RMD: A Simple Baseline for More General Human Motion Generation via Training-free Retrieval-Augmented Motion Diffuse
Zhouyingcheng Liao, Mingyuan Zhang, Wenjia Wang, Lei Yang, Taku Komura
TL;DR
The paper tackles the generalization gap in text-to-human motion generation by introducing RMD, a training-free retrieval-augmented baseline that decomposes prompts with an LLM, retrieves multi-granularity motions from an external database, composes them coherently, and refines the result with a pretrained motion diffusion model. By employing a hierarchical retrieval strategy and a SDEdit-style diffusion refinement, RMD balances retrieved guidance with diffusion priors to achieve superior performance on in-domain and out-of-domain data without extra training, as demonstrated on HumanML3D and Mixamo benchmarks. Key results show improvements in R-Precision and MM Dist, alongside favorable user-study feedback for OOD prompts, validating improved semantic alignment and motion naturalness. The work highlights practical impact: leveraging external data and a strong diffusion prior at inference to achieve generalizable motion generation with minimal design complexity and training overhead, while also outlining avenues for automatic $t_0$ selection in future work.

----

WHAT YOU SHOULD DO: Name every author listed on the RMD summary. The records have nothing to do with the RMD summary.

----

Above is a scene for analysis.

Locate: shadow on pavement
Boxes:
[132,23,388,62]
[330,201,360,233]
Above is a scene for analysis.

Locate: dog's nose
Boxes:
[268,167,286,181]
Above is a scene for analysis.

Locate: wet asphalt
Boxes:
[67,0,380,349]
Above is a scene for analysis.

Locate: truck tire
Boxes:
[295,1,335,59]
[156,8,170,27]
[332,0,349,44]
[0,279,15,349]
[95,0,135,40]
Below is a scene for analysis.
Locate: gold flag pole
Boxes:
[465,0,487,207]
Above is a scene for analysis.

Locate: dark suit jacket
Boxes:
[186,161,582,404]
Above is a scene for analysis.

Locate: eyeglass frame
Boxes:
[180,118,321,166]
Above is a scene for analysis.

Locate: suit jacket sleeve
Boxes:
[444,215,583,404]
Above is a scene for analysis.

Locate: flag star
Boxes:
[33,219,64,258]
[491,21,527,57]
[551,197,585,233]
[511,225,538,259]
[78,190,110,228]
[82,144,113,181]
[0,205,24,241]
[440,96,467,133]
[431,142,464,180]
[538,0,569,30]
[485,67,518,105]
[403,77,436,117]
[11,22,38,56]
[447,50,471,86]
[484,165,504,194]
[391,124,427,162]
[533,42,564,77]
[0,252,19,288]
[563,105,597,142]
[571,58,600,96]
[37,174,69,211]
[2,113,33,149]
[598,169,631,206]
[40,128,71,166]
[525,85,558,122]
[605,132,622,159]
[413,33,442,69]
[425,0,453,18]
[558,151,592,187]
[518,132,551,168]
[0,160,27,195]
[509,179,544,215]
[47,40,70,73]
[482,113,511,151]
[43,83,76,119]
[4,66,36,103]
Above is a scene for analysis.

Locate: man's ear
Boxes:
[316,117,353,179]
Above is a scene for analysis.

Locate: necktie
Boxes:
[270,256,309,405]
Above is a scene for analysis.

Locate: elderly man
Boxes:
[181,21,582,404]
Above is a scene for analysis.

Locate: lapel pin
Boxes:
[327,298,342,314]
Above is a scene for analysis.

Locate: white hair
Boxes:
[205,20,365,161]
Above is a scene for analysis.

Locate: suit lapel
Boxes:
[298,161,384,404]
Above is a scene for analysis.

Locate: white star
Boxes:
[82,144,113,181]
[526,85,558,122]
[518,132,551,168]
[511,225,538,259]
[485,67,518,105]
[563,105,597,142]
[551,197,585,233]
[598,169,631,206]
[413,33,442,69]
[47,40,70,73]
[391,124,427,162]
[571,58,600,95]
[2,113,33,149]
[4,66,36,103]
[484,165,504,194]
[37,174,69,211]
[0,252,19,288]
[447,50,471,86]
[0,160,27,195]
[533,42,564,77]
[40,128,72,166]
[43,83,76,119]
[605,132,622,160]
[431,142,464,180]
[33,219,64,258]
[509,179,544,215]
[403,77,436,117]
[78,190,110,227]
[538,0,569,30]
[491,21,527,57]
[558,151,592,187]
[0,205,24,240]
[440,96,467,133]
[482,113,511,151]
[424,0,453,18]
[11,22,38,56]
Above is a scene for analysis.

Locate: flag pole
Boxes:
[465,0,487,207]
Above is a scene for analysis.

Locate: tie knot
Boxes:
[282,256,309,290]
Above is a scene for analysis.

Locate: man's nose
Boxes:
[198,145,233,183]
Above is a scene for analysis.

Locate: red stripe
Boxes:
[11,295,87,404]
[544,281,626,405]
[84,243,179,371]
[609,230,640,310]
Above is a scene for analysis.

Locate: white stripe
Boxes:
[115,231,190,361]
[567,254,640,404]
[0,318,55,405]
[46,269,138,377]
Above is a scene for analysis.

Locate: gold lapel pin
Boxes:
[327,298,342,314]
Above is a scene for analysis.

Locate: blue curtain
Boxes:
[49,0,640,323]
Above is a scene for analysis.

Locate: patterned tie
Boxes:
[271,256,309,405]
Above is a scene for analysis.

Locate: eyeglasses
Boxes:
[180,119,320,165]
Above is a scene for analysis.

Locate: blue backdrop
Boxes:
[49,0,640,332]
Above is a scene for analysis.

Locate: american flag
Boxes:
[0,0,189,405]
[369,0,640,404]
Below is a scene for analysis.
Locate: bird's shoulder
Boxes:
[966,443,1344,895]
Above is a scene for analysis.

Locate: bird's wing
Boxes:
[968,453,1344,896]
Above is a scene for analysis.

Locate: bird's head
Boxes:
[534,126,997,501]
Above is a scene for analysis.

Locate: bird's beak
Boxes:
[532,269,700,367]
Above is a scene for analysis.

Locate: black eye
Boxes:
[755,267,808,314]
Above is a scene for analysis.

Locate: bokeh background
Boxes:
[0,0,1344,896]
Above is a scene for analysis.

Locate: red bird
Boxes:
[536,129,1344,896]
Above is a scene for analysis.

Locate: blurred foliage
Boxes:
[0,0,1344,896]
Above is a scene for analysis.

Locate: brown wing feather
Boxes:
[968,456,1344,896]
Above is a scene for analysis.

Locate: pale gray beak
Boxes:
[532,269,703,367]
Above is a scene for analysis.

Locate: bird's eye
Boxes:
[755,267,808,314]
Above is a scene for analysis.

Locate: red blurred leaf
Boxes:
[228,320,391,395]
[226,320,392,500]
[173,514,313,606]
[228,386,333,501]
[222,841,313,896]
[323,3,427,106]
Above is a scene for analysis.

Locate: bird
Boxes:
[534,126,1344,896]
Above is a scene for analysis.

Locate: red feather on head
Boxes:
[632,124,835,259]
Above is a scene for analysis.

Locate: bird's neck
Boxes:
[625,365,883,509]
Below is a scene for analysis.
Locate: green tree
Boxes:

----

YOUR RESPONSE: Zhouyingcheng Liao, Mingyuan Zhang, Wenjia Wang, Lei Yang, Taku Komura